-- Start WORKING DATA --
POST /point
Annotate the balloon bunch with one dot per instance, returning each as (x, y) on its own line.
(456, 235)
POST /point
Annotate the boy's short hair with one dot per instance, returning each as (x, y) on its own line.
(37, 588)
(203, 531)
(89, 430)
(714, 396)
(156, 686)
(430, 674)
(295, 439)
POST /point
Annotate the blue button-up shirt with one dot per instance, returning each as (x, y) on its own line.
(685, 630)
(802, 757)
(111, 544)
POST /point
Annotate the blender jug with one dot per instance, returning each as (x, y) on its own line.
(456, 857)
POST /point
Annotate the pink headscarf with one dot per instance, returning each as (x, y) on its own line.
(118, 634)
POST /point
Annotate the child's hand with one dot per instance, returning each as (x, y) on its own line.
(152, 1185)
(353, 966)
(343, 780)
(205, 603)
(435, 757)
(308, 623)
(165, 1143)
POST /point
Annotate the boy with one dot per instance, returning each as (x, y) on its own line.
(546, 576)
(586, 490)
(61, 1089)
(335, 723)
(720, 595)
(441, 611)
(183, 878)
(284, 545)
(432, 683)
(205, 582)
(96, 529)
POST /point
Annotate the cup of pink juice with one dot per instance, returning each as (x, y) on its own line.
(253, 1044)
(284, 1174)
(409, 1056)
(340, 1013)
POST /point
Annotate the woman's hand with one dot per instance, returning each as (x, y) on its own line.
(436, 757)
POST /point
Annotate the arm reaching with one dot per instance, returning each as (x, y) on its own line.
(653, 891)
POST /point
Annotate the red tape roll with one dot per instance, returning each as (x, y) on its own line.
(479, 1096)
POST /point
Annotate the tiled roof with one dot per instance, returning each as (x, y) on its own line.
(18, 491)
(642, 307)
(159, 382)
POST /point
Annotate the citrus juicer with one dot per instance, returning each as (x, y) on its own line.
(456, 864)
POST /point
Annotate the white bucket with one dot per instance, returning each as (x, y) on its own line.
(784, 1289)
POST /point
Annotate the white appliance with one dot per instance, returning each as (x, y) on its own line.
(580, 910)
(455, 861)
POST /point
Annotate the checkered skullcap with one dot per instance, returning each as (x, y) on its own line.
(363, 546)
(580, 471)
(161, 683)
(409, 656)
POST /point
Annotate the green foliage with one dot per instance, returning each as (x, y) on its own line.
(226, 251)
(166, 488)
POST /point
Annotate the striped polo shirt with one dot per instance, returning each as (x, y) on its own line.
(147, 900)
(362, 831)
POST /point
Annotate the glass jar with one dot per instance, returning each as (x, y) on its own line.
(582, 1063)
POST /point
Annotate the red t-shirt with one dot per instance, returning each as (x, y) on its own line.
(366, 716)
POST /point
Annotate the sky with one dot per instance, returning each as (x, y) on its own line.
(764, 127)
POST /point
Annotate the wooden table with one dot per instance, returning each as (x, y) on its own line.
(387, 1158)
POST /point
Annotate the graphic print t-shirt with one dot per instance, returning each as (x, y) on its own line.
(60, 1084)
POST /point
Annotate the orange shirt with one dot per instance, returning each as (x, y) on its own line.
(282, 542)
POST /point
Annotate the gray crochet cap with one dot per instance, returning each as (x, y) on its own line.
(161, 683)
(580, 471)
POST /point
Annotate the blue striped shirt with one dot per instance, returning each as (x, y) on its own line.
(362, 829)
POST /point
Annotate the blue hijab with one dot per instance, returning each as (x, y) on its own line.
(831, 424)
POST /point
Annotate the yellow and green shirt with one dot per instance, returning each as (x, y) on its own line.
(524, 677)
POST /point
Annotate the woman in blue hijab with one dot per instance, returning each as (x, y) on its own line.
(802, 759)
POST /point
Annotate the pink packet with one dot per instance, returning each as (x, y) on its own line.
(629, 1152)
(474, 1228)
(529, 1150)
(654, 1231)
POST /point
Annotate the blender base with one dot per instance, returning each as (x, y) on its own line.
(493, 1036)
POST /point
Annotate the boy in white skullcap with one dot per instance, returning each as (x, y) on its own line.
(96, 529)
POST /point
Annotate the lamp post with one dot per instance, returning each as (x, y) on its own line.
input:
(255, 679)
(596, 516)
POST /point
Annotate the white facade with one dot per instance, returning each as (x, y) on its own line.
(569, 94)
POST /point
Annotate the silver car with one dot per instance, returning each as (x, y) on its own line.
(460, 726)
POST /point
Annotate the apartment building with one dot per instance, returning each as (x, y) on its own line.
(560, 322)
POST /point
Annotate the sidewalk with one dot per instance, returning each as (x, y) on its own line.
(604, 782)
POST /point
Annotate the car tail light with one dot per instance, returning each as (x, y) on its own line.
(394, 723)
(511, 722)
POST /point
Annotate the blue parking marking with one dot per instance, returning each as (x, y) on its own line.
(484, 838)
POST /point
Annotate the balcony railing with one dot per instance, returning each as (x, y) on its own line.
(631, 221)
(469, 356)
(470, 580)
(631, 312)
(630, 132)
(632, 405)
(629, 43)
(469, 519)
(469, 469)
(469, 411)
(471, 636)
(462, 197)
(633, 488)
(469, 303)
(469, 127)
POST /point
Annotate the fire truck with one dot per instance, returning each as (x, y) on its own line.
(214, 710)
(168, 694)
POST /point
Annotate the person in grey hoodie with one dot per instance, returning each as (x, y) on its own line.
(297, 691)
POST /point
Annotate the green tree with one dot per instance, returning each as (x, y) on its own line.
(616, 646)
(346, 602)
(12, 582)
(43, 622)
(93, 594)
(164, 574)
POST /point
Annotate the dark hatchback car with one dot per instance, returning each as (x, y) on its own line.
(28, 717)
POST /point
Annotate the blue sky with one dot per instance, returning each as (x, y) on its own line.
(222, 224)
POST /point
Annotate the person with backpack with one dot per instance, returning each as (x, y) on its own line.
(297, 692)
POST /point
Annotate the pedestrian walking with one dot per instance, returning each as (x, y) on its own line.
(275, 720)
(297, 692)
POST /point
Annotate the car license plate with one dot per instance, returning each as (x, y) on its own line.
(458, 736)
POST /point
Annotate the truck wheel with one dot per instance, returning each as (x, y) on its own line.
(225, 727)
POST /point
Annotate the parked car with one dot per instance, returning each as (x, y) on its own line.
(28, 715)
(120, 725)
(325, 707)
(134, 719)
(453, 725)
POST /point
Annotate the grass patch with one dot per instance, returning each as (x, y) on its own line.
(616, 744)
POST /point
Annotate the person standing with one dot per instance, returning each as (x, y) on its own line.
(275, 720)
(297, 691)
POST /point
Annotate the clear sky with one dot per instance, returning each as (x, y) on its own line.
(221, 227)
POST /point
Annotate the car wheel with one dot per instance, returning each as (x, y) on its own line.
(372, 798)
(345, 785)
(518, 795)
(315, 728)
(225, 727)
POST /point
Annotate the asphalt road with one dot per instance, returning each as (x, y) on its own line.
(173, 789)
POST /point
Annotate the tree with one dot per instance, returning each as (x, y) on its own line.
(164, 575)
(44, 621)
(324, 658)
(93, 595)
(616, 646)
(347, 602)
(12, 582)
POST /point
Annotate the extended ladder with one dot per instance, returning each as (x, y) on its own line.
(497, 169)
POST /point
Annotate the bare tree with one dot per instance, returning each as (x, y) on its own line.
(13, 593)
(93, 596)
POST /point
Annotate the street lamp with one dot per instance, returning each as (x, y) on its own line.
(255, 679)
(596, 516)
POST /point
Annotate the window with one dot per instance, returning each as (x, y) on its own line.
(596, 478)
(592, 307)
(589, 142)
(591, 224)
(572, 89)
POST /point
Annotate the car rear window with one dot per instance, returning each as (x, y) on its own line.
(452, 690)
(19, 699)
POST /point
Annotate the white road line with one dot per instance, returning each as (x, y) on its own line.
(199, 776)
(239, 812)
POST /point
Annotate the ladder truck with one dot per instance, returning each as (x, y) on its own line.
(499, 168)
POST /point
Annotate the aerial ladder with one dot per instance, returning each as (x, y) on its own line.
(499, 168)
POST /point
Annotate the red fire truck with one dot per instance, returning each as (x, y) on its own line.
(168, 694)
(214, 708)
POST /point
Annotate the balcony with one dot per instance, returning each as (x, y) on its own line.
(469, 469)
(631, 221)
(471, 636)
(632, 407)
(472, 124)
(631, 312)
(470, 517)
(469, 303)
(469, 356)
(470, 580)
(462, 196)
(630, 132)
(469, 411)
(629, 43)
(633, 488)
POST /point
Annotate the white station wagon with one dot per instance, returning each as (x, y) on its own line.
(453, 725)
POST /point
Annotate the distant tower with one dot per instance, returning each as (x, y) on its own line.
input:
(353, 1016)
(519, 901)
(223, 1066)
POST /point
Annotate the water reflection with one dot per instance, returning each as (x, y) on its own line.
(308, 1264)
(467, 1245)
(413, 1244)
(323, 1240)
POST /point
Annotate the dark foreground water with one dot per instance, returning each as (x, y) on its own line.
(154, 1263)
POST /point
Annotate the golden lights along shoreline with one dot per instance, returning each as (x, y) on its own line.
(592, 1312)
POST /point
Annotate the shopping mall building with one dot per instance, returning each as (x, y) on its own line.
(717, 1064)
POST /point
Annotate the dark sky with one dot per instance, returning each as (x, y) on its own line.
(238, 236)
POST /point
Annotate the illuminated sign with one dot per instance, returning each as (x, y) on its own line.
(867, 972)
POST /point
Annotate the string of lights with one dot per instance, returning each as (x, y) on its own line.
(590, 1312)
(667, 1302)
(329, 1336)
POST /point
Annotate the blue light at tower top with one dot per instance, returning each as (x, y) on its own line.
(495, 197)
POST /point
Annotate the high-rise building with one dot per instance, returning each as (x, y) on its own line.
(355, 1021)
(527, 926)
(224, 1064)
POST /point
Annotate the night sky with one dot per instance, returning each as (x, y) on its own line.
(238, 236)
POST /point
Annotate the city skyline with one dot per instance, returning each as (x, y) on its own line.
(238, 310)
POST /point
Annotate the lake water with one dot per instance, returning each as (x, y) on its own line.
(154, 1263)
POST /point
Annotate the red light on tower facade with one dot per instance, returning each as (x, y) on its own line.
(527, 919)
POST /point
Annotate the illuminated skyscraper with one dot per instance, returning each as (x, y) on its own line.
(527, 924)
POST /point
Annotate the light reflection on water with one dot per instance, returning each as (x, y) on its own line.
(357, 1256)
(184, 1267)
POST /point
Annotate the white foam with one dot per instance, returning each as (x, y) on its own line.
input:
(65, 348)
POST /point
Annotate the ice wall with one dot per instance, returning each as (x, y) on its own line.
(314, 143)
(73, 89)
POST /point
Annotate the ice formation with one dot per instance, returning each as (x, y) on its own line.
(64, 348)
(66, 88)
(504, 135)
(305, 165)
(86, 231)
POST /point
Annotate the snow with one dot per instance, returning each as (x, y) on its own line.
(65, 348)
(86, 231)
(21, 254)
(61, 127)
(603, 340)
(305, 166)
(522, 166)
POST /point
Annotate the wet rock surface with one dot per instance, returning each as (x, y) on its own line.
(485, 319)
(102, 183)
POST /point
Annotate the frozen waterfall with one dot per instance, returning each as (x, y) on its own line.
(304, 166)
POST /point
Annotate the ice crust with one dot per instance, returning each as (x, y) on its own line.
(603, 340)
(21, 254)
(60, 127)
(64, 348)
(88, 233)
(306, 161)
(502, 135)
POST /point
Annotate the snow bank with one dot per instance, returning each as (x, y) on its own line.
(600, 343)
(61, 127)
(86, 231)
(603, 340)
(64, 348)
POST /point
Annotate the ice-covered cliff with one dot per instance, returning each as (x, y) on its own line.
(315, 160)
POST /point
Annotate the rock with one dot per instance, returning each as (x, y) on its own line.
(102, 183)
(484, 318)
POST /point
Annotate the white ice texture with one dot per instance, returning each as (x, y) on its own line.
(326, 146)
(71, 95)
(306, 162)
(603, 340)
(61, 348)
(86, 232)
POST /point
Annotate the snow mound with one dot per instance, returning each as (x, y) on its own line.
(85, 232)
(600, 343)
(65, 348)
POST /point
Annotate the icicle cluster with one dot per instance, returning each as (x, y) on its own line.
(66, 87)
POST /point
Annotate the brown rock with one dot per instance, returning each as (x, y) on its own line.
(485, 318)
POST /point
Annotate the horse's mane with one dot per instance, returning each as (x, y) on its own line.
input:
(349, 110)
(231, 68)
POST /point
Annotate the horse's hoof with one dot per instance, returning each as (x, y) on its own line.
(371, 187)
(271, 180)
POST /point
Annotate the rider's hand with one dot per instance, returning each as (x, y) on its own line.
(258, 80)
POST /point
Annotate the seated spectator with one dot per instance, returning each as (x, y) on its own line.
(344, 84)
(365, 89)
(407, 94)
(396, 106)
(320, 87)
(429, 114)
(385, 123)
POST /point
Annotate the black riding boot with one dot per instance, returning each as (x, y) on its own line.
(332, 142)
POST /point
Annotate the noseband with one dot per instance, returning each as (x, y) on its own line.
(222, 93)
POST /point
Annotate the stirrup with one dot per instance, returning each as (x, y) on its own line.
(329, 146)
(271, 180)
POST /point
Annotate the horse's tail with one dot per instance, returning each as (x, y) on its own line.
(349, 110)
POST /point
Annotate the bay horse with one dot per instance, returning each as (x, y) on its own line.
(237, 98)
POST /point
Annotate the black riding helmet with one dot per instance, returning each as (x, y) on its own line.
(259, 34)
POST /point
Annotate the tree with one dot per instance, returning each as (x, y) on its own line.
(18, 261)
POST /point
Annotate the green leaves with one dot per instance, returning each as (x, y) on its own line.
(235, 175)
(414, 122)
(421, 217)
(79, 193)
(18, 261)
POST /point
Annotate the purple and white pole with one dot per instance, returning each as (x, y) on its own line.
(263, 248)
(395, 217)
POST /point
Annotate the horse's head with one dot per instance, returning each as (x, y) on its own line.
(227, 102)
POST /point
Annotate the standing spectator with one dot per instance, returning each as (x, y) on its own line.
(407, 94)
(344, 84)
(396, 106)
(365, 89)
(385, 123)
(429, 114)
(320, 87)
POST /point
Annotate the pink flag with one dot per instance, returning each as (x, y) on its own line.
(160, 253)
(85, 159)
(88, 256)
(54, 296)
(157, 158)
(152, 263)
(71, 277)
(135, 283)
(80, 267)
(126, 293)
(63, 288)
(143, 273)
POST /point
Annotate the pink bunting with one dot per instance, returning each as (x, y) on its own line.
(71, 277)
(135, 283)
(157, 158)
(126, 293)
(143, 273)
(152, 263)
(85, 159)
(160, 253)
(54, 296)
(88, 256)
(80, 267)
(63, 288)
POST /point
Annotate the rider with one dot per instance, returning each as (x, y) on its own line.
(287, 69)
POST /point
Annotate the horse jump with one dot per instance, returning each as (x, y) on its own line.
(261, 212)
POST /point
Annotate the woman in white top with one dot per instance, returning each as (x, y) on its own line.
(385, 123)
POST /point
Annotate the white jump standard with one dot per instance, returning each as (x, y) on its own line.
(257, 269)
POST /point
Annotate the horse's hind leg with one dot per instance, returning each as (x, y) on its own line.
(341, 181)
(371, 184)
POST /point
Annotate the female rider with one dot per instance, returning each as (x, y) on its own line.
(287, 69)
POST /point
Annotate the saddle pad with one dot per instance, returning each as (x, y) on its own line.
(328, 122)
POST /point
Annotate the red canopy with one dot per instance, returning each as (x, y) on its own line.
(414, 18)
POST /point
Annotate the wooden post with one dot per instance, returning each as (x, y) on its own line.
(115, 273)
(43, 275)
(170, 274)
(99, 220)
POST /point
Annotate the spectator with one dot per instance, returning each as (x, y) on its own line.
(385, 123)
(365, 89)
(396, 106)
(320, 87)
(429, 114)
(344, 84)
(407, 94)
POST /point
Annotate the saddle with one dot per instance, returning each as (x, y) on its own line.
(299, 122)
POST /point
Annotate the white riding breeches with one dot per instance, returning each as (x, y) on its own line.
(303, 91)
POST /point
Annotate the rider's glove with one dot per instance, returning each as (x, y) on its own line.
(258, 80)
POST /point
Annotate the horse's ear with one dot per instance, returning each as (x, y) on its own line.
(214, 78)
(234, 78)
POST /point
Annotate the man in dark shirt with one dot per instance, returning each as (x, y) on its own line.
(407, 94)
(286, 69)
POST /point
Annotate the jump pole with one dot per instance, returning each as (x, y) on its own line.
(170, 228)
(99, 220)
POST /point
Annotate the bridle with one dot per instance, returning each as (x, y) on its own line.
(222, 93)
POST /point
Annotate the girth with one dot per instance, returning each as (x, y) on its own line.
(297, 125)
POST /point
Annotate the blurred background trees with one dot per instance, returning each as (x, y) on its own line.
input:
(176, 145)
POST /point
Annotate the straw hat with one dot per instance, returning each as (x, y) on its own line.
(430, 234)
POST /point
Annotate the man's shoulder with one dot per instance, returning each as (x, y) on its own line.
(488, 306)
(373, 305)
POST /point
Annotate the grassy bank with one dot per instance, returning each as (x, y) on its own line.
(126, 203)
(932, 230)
-- End WORKING DATA --
** PROMPT **
Select each line of the data above that contains the word "wooden" and copy those lines in full.

** CORRECT ANSWER **
Annotate the wooden table with one dot per instance, returning each as (x, y) on its own line.
Annotate the wooden post with one dot per instance, returning each as (x, y) on its own line.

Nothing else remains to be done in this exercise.